**EXERCISE DIRECTIONS**
The answer should be an exact copy of the lines from the line with "Target: rocky cliff face" through the last line of the entries, and no other lines.

►

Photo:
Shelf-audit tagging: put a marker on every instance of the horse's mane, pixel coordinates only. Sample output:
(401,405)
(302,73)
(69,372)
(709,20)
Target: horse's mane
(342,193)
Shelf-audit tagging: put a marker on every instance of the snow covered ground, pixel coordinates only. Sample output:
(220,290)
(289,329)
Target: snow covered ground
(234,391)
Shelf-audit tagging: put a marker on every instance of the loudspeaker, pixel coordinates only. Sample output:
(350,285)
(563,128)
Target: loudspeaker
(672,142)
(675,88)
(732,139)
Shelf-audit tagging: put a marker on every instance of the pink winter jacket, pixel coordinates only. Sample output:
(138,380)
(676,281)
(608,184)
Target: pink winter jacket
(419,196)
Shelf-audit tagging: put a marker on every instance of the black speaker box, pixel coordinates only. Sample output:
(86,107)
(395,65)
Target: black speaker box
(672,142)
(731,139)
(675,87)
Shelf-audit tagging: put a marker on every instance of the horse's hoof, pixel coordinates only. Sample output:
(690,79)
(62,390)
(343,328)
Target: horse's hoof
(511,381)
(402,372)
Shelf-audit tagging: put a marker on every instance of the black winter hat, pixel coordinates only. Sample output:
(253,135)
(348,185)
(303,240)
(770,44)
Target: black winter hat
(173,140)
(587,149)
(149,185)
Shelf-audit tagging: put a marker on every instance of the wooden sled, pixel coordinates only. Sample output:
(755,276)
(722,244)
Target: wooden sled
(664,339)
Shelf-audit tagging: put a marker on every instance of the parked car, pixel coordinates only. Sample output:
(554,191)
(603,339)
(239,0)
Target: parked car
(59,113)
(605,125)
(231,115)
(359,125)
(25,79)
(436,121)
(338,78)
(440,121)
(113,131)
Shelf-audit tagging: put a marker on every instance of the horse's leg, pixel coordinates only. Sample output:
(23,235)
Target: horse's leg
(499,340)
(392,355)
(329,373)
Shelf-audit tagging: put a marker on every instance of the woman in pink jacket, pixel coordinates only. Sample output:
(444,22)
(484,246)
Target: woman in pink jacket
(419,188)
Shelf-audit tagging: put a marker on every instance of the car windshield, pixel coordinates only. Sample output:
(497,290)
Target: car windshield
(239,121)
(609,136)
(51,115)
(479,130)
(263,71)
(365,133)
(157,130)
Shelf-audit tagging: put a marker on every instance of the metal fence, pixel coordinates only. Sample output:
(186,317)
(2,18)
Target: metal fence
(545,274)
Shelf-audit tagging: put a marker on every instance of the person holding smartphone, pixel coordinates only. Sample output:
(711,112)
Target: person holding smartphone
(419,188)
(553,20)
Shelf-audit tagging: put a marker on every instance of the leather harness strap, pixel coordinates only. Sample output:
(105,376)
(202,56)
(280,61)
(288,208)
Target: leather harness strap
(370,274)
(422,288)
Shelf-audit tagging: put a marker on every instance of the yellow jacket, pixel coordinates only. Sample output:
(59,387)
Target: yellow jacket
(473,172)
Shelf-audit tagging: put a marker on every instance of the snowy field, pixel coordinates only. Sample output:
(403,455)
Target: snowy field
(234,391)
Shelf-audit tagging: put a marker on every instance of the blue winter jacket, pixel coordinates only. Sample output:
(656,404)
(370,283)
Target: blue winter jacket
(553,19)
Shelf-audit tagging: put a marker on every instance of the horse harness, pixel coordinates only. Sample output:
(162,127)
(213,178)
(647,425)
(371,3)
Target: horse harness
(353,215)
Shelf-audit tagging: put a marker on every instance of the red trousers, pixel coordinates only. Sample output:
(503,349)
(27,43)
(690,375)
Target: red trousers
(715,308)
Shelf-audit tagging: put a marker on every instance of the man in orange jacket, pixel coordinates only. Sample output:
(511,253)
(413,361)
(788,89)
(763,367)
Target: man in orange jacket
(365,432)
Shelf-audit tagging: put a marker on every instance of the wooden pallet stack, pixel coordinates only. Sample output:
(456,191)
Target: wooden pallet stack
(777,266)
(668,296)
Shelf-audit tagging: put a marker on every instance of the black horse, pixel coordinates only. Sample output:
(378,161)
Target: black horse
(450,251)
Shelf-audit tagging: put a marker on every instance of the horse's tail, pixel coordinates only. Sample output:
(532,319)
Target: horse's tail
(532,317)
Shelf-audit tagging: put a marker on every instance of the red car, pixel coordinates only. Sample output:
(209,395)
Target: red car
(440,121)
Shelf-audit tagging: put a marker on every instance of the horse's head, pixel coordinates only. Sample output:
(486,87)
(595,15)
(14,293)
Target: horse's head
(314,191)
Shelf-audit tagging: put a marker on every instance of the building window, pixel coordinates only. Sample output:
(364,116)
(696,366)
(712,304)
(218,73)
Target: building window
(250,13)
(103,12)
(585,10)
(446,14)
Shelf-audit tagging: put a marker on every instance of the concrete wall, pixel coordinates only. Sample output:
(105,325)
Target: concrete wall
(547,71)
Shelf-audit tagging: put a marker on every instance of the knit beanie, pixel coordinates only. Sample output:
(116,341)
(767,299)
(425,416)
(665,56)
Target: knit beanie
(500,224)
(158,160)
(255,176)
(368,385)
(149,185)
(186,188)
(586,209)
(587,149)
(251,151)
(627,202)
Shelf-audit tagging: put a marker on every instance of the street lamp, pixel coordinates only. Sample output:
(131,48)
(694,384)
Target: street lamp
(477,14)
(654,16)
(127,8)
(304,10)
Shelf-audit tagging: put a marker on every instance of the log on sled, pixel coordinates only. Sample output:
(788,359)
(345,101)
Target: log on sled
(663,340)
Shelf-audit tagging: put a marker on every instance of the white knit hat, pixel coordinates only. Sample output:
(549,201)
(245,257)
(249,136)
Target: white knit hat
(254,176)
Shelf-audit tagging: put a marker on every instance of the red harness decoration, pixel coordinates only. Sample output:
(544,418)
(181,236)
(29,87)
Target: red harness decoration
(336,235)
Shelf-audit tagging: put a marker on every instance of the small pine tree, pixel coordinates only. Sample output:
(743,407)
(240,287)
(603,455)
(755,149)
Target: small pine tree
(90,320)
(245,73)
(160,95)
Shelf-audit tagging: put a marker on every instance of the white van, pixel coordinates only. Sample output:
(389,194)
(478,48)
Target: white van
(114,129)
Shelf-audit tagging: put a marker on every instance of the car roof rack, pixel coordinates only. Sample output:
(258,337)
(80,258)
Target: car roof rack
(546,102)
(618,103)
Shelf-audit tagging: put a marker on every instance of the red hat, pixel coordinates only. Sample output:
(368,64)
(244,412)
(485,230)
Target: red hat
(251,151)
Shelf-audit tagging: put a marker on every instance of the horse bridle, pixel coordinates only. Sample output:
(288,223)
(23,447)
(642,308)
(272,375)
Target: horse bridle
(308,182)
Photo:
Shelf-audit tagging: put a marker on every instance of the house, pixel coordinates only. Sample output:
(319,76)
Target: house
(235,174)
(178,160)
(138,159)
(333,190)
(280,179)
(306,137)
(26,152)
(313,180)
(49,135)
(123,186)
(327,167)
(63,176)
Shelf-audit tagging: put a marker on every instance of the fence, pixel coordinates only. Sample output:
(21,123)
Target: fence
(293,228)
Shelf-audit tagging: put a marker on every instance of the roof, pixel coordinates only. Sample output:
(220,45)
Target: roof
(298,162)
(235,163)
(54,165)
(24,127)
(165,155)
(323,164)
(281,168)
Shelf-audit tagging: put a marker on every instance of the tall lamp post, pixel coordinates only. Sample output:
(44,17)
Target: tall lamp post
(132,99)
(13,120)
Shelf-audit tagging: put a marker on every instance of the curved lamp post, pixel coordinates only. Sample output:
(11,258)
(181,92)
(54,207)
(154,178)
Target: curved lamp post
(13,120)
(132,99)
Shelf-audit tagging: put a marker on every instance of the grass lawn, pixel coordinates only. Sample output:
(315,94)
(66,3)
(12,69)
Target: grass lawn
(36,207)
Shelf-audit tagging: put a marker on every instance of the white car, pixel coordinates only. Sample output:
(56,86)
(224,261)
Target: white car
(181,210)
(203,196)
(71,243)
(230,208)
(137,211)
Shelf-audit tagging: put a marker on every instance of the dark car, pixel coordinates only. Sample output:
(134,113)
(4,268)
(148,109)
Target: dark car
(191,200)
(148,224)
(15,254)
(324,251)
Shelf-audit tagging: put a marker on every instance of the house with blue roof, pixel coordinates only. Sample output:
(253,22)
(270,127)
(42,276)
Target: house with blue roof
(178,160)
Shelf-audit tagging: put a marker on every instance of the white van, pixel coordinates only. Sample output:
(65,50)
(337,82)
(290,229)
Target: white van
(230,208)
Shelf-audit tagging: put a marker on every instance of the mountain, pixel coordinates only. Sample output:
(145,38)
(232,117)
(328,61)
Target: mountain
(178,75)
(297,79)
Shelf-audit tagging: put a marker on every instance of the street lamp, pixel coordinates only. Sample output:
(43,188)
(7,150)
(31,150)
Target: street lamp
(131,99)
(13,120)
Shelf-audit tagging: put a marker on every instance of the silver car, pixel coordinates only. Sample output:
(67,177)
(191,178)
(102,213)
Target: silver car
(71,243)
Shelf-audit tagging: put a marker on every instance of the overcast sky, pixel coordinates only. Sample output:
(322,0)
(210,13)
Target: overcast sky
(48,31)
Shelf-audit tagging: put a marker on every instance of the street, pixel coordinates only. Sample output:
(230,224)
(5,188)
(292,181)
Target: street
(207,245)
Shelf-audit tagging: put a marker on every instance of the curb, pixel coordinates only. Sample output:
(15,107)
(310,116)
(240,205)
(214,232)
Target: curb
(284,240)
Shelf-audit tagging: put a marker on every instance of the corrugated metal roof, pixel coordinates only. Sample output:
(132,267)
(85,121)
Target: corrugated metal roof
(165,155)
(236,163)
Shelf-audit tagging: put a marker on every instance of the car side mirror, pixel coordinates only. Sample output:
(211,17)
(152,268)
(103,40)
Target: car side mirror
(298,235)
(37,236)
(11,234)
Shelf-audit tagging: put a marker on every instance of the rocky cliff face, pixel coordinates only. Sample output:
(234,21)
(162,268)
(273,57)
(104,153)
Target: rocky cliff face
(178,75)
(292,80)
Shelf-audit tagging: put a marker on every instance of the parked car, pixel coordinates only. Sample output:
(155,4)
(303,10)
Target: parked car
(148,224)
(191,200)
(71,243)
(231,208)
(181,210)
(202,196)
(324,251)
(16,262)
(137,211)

◄

**SOLUTION TO THIS TASK**
Target: rocky cliff face
(178,75)
(292,80)
Shelf-audit tagging: put a marker on every instance of the parked car, pixel coordinates only. Sample output:
(155,4)
(303,10)
Target: parked car
(148,224)
(191,200)
(71,243)
(231,208)
(181,210)
(202,196)
(324,251)
(16,262)
(137,211)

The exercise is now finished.